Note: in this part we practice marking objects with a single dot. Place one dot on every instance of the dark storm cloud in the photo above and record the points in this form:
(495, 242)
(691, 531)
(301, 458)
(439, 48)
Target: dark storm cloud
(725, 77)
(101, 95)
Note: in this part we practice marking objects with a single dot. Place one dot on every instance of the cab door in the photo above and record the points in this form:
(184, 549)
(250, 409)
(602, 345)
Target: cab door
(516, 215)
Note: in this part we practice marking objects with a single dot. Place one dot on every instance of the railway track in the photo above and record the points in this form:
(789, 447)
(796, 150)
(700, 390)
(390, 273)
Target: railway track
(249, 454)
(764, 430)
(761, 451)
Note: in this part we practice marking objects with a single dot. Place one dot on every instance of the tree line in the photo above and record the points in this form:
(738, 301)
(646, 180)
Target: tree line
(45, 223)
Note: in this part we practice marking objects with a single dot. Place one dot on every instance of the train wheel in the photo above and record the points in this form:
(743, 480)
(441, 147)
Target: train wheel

────────────────

### WHAT THIS TASK INVOLVES
Scan the records above for the string "wheel", and copy every line where it turns up.

### ANSWER AREA
Note: in this part we practice marking objects with a single dot. Place one dot on every instance of the train wheel in the photo above and record the points in this form:
Target: train wheel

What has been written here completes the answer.